* _INSTRUCTIONS FOR THE TASK_:
Copy the lines of the material below verbatim, from the line containing "of the weathered" through the line containing "column 378, row 1023", both included.

Excerpts of pointing data:
────────────────────────────────────────

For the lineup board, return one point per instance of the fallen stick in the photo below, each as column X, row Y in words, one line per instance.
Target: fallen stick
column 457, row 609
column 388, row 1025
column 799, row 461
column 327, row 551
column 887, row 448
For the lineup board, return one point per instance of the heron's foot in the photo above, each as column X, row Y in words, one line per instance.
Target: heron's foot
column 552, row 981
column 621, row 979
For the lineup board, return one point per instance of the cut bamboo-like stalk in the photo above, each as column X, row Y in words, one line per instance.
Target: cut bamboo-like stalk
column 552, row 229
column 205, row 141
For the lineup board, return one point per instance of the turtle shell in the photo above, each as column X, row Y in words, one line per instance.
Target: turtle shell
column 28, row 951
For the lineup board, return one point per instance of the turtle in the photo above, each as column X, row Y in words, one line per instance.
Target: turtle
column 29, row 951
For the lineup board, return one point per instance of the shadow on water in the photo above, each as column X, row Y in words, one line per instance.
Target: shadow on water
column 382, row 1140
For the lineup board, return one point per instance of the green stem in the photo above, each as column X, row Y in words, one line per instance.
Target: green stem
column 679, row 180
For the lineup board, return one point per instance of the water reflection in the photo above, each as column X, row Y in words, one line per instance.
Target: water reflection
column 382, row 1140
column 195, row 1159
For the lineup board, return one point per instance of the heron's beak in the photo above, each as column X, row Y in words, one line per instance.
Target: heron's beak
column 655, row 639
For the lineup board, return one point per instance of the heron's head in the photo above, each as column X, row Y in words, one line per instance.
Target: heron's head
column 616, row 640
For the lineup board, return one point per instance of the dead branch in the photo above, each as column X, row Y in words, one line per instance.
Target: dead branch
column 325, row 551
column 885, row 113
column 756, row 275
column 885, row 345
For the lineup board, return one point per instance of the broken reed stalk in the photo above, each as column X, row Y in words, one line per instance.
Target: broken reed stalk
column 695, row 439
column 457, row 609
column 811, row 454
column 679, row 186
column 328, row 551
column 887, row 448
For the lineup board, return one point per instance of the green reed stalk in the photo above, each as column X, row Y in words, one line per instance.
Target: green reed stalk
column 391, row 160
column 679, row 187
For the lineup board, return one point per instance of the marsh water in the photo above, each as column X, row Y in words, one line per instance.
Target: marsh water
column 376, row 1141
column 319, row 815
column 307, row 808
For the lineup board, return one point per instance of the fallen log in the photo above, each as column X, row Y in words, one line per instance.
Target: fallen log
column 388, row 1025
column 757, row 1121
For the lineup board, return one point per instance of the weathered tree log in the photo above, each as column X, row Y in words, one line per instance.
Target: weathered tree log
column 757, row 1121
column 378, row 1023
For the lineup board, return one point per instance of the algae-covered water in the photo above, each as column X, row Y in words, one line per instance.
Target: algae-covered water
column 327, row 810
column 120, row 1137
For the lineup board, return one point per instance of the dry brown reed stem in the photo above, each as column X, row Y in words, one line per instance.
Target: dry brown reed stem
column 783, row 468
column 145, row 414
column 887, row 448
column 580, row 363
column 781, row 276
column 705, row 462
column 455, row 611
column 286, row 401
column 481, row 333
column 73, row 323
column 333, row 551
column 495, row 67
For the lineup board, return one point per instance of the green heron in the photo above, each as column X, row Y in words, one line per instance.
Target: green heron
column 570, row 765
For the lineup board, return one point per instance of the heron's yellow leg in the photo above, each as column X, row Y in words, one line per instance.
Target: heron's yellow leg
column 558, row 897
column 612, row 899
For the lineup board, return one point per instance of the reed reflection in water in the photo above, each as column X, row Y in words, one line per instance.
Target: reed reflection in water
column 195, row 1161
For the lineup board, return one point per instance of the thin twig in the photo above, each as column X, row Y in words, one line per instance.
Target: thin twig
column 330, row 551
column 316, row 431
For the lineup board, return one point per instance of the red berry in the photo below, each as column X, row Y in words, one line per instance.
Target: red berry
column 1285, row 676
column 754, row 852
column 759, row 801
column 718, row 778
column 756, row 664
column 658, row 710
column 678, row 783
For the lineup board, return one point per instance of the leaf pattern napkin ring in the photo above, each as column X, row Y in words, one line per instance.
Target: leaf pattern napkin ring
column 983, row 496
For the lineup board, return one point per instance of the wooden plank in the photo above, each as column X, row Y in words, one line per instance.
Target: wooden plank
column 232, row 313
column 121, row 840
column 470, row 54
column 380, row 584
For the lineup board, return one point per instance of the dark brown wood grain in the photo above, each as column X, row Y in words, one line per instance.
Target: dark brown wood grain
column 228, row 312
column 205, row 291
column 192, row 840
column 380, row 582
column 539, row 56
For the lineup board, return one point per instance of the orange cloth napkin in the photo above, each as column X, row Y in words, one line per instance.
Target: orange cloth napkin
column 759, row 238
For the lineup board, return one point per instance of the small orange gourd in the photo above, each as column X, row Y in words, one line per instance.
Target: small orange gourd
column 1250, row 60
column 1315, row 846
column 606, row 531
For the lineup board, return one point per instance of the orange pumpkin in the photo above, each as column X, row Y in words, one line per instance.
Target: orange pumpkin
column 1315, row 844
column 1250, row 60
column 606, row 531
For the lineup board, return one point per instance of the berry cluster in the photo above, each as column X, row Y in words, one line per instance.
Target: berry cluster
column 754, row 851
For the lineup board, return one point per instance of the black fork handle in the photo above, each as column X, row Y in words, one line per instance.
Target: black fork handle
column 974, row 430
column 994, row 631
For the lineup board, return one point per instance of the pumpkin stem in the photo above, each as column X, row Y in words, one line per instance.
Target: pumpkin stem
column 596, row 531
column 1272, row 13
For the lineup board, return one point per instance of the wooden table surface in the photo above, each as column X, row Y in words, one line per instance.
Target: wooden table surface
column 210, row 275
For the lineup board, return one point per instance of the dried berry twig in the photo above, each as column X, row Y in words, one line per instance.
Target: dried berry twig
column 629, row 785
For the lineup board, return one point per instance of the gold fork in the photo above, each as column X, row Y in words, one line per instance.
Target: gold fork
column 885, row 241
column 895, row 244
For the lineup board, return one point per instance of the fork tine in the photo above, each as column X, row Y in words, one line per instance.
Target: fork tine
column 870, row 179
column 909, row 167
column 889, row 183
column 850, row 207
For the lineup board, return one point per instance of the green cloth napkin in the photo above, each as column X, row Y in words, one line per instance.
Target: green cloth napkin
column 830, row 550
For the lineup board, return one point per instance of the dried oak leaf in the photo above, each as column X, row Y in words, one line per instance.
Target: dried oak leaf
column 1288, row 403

────────────────────────────────────────

* _RESULT OF THE TASK_:
For the lineup board, return one point per instance of the weathered tree log in the photo above, each as column X, row Y in words, one line per instance.
Target: weathered tree log
column 757, row 1121
column 378, row 1023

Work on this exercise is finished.